_Supplied text_
-=-=-=-=-
I have to say that they may be one of this year's biggest Watchlist surprises. So make 2012, your impact year KANA, I'll be watching.
Moxie SoftwareMoxie spent their 2011 doing two things that I noticed. They straightened out their messaging (thanks to the work by their excellent CMO Tara Sporrer) and they began to deepen their attempts to drive thought leadership. I'm not saying they didn't improve their products - they of course did that too - but for impact they spent 2011 focused there - it seems - and they were successful. Which says a lot. For all kinds of reasons.
Getting their messaging straight was actually a big deal. It was, shall we say, crooked, for a long time. It was characterized by continual and nearly total alteration, not due some big marketing issue, but due to their original business model - which was acquire and roll up lots of small companies. In fact, what got my original attention was that they bought a CRM company - Talisma, which in my thinking then was the first time a social company acquired a CRM one. Usually it was the other way around.
To integrate little companies and create a solution with a portfolio of products that relate to one another is an effort of no small consequence. The messaging can't work until that exists. There can't be a story line without a story.
But in late 2010 and through 2011, especially the latter part of last year, they had gotten their act together around a solution that made sense to their customer base. Keep in mind before we get briefly into this product line - one thing that distinguishes Moxie from the rest of the pack - even those winners here - is that it is a newer generation of software that started with social channels from the get go. That's why the foundation apps are not really apps but almost portals called Employee Spaces which is organized around internal collaboration and Customer Spaces which is organized around communities and channels for customer outreach and participation. The two combined make Moxie a social business platform as much as they are a customer service focused one. But let me be clear, service is their focus.
For example, incorporated into Customer Spaces, are a number of additional pieces such as service chat, sales chat which is designed primarily for service agents to up-sell and cross-sell to customers, knowledgebase, a standard piece for any good customer service application and even phone which allows for the fact that traditional communications media still play a major role in the service interaction. But they also have social media which is designed to handle service queries from Facebook, LinkedIn, Twitter etc from within the system.
Their interface is a source of pride too. While they make a big deal of their collaboration with innovative creative agency Ideo as the partner in the creation of the interface, my guess is that their customers couldn't care less about that. Nor do I though its nice that they did. What I care about as would their customers, is that their interface is outstanding in its ease of use, looks and easy navigation. It is outstanding.
-=-=-=-=-
_Excerpted data_
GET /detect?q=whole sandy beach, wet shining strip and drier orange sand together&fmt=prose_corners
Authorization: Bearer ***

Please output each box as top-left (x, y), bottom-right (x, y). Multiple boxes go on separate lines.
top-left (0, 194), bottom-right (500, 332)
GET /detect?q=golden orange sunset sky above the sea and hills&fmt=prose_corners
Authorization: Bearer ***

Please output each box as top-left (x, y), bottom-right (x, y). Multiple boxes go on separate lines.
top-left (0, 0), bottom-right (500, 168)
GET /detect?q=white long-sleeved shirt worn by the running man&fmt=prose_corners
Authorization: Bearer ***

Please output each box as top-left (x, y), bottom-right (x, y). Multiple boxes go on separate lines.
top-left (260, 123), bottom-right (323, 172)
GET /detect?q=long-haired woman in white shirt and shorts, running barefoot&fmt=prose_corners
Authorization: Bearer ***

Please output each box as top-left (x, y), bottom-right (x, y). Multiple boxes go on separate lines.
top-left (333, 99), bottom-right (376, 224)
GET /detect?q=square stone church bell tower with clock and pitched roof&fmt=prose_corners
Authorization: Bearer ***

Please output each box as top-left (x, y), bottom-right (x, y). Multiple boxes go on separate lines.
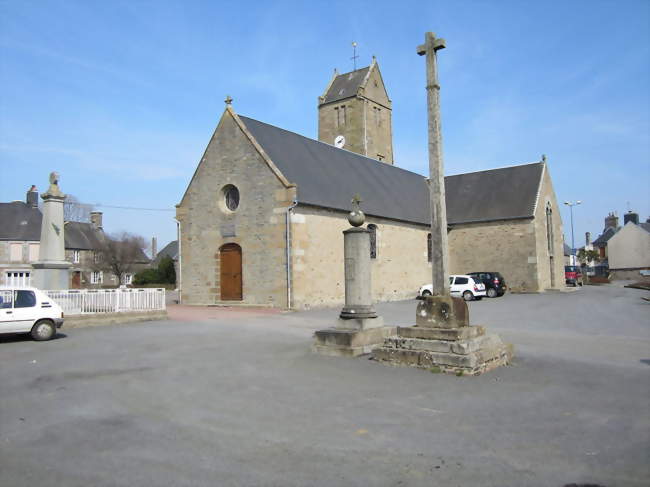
top-left (318, 56), bottom-right (393, 164)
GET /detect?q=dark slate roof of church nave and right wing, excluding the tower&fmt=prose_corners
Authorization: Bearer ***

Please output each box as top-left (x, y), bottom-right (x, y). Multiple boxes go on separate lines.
top-left (239, 115), bottom-right (544, 225)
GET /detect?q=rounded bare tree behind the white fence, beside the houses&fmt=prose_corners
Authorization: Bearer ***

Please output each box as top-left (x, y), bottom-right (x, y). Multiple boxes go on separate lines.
top-left (95, 232), bottom-right (149, 283)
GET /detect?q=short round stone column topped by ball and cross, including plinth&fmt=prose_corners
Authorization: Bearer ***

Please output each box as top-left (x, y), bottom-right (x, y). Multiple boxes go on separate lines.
top-left (312, 195), bottom-right (395, 356)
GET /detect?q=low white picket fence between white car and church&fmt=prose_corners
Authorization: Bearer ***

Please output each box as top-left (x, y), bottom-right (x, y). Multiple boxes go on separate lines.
top-left (45, 288), bottom-right (165, 315)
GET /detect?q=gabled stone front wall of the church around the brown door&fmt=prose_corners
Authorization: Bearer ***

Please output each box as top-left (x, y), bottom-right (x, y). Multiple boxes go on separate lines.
top-left (177, 112), bottom-right (295, 307)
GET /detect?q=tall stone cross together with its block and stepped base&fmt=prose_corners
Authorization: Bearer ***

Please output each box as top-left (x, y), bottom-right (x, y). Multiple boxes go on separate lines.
top-left (373, 32), bottom-right (513, 375)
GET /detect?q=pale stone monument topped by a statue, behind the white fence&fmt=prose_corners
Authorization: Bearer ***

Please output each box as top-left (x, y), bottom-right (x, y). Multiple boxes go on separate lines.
top-left (32, 172), bottom-right (72, 289)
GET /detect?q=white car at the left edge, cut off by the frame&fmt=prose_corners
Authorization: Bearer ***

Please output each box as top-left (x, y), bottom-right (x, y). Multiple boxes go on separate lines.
-=-=-=-=-
_Work order 1_
According to the Moxie Software text, which CRM company did Moxie buy?
_Work order 2_
The Moxie Software text says the company's messaging was crooked for a long time. What reason does it give, and why does it say the messaging could not work until this was resolved?
_Work order 3_
Carry on the Moxie Software text from its last sentence.
The entries come from a different source than the text.

_Task answer 1_
Moxie bought Talisma.

_Task answer 2_
The messaging kept changing almost completely because of Moxie's original business model, which was to acquire and roll up lots of small companies. The text says the messaging can't work until those little companies are integrated into a solution whose products relate to one another, since there can't be a story line without a story.

_Task answer 3_
Where they have been very smart and even kind of interesting is in their integrations which have been strategic from day one. For example, not only do they integrate with salesforce as you would expect, but they integrate with Microsoft Sharepoint, Atlassian Confluence and Skype, among others. Each one of them is wise in the context of what they do. There was a lot of thinking that went into this and if you see it for what it is, they have developed integrations to social applications. So their technology partners, while a small group, are an important one. They lack a bit on the consulting services and systems integration side, but I'm sure that they will take care of this since their focus is the enterprise.
They also have a reasoned approach to thought leadership - and are off to a good start. They've developed a site called Moxie Insight that highlights Don Tapscott, the business guru best known for his books around social business including the ground-breaking Wikinomics. The objective is to provide thought leadership around collaboration, talent, and the enterprise. There are ongoing blogs, white papers and other media that cover broad trends down to specific practices that will benefit service related practitioners. Its an attractive site and certainly well worth it even for the Don Tapscott content alone.
There do a lot right as a company and are a solid candidate for a company that needs sophisticated, scalable customer service capabilities. But in 2012, they have to be more than that. This is the year for busting out. It took them several years to integrate their acquisitions, to develop the high quality products that they have now, to align their messaging, to develop and execute on their thought leadership program. So they had to stay back a bit though, to their credit, they maintained a visible public presence continually, where several larger companies I can think of pulled way back doing similar things. So they kept some advantage.
But this is a company that I expect will break out in 2012 and to that there are several things they have to consider:
- Expand their thought leadership program. For example, there is very little third party content on the Moxie Insight site. Mistake. This should be a vibrant place for thought leaders from the company and from outside the company to engage via the forum, rather than just a place to go to read Moxie thought leader stuff - even though its good stuff.
- Evolve the consulting/SI side of their partner program. They need enterprise level partners. Period.
ParatureTo begin, I need to come clean about something. I've been following Parature for years, but a couple of small incidents with them (they are local to me) kept me at arms length and probably impacted their place on this list in the past to at least some degree. But, early in 2011, I realized that while I may have been bothered by the incidents, not only were they in the distant past, but, damn it, this company was beginning to do things that were totally attuned to the nearly seismic shift in business that was occurring and they deserved my undivided attention as a company I should track. Though I had little to no conversations with them.
Okay, one other hint to the vendors who pursue influencers. Influencers may be watching you regularly but they aren't necessarily going to call you. In fact, to me, the test of an influencer/analyst relations program is how you handle someone like me proactively. I probably know a lot about you, but I'm also expecting you to find me and do the outreach that a good AR program leader does.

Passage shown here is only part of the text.